--- start RECORDS PROVIDED ---
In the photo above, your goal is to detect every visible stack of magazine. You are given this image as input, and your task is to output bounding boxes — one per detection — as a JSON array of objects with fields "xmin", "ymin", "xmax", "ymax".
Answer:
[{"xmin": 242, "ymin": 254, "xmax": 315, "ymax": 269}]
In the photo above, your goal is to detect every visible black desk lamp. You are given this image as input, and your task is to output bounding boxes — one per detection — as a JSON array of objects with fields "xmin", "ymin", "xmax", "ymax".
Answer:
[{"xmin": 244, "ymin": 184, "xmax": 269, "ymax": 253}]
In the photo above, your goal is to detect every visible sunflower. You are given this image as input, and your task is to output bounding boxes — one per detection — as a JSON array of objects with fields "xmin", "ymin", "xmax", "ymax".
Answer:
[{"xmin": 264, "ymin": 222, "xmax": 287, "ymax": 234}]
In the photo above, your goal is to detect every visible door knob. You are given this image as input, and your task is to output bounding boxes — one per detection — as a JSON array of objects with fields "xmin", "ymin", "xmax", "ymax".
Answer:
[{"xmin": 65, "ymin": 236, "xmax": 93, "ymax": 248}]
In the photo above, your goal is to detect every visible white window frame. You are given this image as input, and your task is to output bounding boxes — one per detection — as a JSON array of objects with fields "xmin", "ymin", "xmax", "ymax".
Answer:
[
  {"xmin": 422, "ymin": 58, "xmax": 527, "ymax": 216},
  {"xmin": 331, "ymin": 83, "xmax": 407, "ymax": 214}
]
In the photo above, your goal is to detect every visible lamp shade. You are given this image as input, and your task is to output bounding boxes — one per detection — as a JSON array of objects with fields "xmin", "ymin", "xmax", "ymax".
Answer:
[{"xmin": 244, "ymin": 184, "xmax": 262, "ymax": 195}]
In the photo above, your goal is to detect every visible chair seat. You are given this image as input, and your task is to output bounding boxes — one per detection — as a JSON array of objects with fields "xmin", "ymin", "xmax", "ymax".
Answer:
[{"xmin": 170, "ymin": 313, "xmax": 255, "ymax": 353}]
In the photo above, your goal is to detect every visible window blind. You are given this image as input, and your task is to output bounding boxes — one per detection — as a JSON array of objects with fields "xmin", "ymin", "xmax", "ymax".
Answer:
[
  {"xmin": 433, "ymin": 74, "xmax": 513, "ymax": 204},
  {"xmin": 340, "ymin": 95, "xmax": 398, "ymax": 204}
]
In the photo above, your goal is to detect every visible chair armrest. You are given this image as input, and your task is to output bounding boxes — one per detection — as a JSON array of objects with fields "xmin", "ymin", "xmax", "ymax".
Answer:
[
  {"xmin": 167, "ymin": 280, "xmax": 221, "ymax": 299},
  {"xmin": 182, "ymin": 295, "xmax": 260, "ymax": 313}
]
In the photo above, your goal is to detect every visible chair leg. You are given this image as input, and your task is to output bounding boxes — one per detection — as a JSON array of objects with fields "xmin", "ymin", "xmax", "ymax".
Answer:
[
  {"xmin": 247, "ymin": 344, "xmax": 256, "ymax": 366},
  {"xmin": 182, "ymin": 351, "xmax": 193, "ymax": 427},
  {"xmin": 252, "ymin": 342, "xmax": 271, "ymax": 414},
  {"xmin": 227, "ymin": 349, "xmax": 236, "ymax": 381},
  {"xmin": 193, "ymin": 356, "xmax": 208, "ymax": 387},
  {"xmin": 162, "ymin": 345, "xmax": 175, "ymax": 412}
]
--- end RECORDS PROVIDED ---
REQUIREMENTS -
Present every line of the data above as a Markdown table with two columns, Row and Line, numbering the rows in order and omitting any blank lines.

ANSWER TO THIS TASK -
| Row | Line |
|---|---|
| 1 | In the photo above, your goal is to detect every visible stack of magazine. You are given this image as input, and your task is to output bounding boxes — one per detection — as a JSON array of objects with fields "xmin", "ymin", "xmax", "ymax". |
| 2 | Answer: |
| 3 | [{"xmin": 242, "ymin": 254, "xmax": 315, "ymax": 269}] |
| 4 | In the photo above, your goal is to detect every visible black desk lamp. You are given this image as input, and your task is to output bounding boxes — one per detection — as a JSON array of objects with fields "xmin", "ymin", "xmax", "ymax". |
| 5 | Answer: |
| 6 | [{"xmin": 244, "ymin": 184, "xmax": 269, "ymax": 253}] |
| 7 | In the photo above, your goal is to detect every visible sunflower. You are given this image as input, and your task is to output bounding boxes — one per detection — as a JSON array of objects with fields "xmin", "ymin", "xmax", "ymax". |
| 8 | Answer: |
| 9 | [{"xmin": 264, "ymin": 222, "xmax": 287, "ymax": 234}] |
| 10 | In the photo above, your goal is to detect every visible door knob. You are given this image as input, and your task is to output bounding boxes — one per detection — as a JSON array of objects with fields "xmin", "ymin", "xmax", "ymax". |
| 11 | Answer: |
| 12 | [{"xmin": 65, "ymin": 236, "xmax": 93, "ymax": 248}] |
| 13 | In the photo above, your goal is to detect every visible white window frame. You are given this image as input, and your task is to output bounding boxes — one per detection — as a JSON array of objects with fields "xmin", "ymin", "xmax", "ymax". |
| 14 | Answer: |
| 15 | [ |
| 16 |   {"xmin": 422, "ymin": 58, "xmax": 527, "ymax": 216}, |
| 17 |   {"xmin": 331, "ymin": 83, "xmax": 407, "ymax": 214} |
| 18 | ] |
| 19 | In the photo above, your goal is to detect every visible lamp shade. You are given this image as input, and your task is to output bounding boxes — one per detection — as a JSON array of objects with fields "xmin", "ymin", "xmax", "ymax". |
| 20 | Answer: |
| 21 | [{"xmin": 244, "ymin": 184, "xmax": 262, "ymax": 195}] |
| 22 | In the photo above, your goal is to detect every visible chair seat. You are given this image as input, and your task is to output bounding boxes — one per detection — as a JSON array of objects with fields "xmin", "ymin", "xmax", "ymax". |
| 23 | Answer: |
| 24 | [{"xmin": 170, "ymin": 313, "xmax": 255, "ymax": 353}] |
| 25 | In the photo above, your goal is to detect every visible window blind. You are given this image as input, and your task is to output bounding boxes — one per detection — as a JSON array of objects with fields "xmin", "ymin", "xmax", "ymax". |
| 26 | Answer: |
| 27 | [ |
| 28 |   {"xmin": 433, "ymin": 74, "xmax": 513, "ymax": 204}, |
| 29 |   {"xmin": 340, "ymin": 95, "xmax": 398, "ymax": 204} |
| 30 | ] |
| 31 | In the photo above, your goal is to detect every visible chair armrest. You are given this image as input, and your task is to output bounding boxes — one per detection — as a JSON array of objects with fields "xmin", "ymin", "xmax", "ymax". |
| 32 | Answer: |
| 33 | [ |
| 34 |   {"xmin": 167, "ymin": 280, "xmax": 221, "ymax": 299}, |
| 35 |   {"xmin": 182, "ymin": 295, "xmax": 260, "ymax": 313} |
| 36 | ] |
| 37 | In the photo above, your goal is to detect every visible chair leg. You are given this image as input, and your task is to output bounding boxes — one per detection — as a JSON array of objects with fields "xmin", "ymin", "xmax", "ymax". |
| 38 | Answer: |
| 39 | [ |
| 40 |   {"xmin": 247, "ymin": 344, "xmax": 256, "ymax": 366}, |
| 41 |   {"xmin": 182, "ymin": 351, "xmax": 193, "ymax": 427}, |
| 42 |   {"xmin": 252, "ymin": 342, "xmax": 271, "ymax": 414}, |
| 43 |   {"xmin": 227, "ymin": 349, "xmax": 236, "ymax": 381}, |
| 44 |   {"xmin": 193, "ymin": 356, "xmax": 208, "ymax": 387}, |
| 45 |   {"xmin": 162, "ymin": 345, "xmax": 175, "ymax": 412} |
| 46 | ] |